**Angezeigter Text:**
= = =

"Leiwandes Licht!" Der Schlussmann des kleinen Gruppettos war schon fast außer Hörweite, als ich überriss, was er gemeint hatte: An seinem Heck leuchtete es rot. Und als er – von hinten kommend – auf mein bei Greifenstein an ein Verkehrsschild gelehntes Rad zugerollt war, hatte er wohl gesehen, dass das rote Licht an meinem Rad zu blinken begonnen hatte. Und schneller geworden war, je näher er kam.

Blinkende Rücklichter gibt es viele. Doch dieses ist speziell: Der Kollege hatte meines erkannt, weil er es selbst verwendet.

"Ja, leiwandes Licht!", rief ich ihm nach. Einer aus der Gruppe drehte sich kurz um: "Nie mehr ohne!", kam über seine Schulter. "Das Radar ist echt der Hammer."

= = =

**Hinweise zur Aufgabe:** Führe den obigen Text über das blinkende Radar-Rücklicht am Fahrrad nach seinem letzten Satz fort.

Extrahierte Datensätze
= = =

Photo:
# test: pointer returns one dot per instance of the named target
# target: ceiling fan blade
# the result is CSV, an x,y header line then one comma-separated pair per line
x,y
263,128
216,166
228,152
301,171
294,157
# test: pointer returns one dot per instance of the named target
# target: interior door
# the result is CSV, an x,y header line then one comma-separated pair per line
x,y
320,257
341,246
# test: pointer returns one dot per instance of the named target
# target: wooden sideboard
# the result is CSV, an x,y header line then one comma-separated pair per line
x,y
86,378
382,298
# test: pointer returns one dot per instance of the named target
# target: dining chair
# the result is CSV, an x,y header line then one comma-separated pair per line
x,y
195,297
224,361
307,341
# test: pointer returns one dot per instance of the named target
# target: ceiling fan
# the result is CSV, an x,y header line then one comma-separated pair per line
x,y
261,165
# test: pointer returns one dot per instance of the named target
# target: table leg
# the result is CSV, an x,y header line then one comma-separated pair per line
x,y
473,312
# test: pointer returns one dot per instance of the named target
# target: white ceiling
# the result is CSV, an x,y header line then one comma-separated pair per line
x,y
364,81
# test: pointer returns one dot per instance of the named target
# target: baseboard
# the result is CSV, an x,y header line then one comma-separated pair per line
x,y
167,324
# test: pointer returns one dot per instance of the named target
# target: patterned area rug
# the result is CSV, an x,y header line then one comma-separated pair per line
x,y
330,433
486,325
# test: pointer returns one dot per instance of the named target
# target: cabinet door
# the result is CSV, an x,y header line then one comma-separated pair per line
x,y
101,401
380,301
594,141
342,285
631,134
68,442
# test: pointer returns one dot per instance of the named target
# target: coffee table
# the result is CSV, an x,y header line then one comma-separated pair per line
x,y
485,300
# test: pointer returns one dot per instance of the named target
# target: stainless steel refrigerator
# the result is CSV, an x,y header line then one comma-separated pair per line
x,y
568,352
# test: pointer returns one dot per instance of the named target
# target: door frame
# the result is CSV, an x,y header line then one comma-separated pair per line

= = =

**Antwort zur Aufgabe:**
Foto: Tom Rottenberg

Ich sehe das auch so. Obwohl ich mir anfangs auch die "Wozu?"-Frage gestellt habe: Gegen einen Autofahrer, der mich von hinten abschießt oder glaubt, 15 Zentimeter Seitenabstand seien beim Überholen mit einer Geschwindigkeitsdifferenz von 70 und mehr km/h ausreichend, schützt mich nämlich auch der sich auf dem Radcomputerdisplay von hinten nähernde Punkt im roten Balken nicht. Und Schulterblick und nach hinten gerichtete Ohren will und kann es auch nicht ersetzen.

Noch dazu habe ich vor etlichen Jahren eines der ersten Rad-Radarsysteme getestet – und das war reichlich unverlässlich.

Wozu also?

Aber schon nach zehn Minuten mit dem Varia RCT 715 wusste ich: Nie mehr ohne – und noch bevor das Testgerät zurück an den Hersteller ging, kaufte ich mir das Teil. Allerdings in der kleineren Version.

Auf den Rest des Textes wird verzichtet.